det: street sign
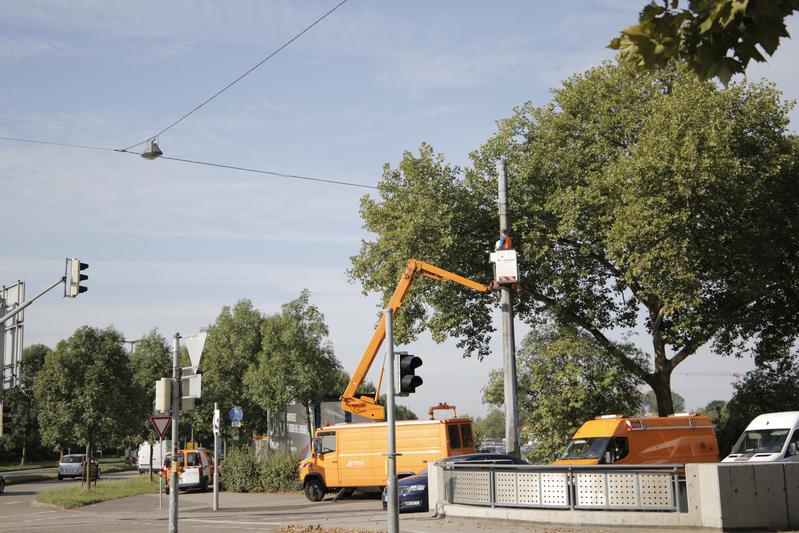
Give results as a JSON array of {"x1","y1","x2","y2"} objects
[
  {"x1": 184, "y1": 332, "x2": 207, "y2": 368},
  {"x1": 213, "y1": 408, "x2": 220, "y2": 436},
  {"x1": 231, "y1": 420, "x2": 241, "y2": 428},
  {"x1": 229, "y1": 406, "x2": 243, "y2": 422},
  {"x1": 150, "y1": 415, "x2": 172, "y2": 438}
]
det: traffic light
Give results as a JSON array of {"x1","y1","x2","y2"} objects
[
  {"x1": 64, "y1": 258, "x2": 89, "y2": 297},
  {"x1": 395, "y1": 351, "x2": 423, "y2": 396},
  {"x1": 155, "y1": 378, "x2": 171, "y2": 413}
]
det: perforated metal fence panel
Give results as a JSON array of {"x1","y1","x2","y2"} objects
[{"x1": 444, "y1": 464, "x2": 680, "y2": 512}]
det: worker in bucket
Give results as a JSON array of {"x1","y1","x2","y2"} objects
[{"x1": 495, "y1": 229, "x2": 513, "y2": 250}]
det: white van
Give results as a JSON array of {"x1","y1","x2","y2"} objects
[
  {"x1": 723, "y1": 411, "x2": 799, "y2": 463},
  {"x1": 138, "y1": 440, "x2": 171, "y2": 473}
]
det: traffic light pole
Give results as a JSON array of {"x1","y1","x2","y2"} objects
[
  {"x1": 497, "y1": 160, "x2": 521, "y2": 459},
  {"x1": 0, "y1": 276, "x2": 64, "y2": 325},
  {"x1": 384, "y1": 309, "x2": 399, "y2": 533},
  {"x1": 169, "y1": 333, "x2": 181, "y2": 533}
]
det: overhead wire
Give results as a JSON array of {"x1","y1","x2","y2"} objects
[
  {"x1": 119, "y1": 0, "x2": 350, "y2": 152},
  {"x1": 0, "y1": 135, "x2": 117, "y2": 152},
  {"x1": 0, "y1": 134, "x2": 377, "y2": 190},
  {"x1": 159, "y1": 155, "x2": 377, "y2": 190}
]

-------------------------

[What you need to do]
Each line of the data that has the string "traffic" should be returned.

[Output of the task]
det: traffic light
det: traffic light pole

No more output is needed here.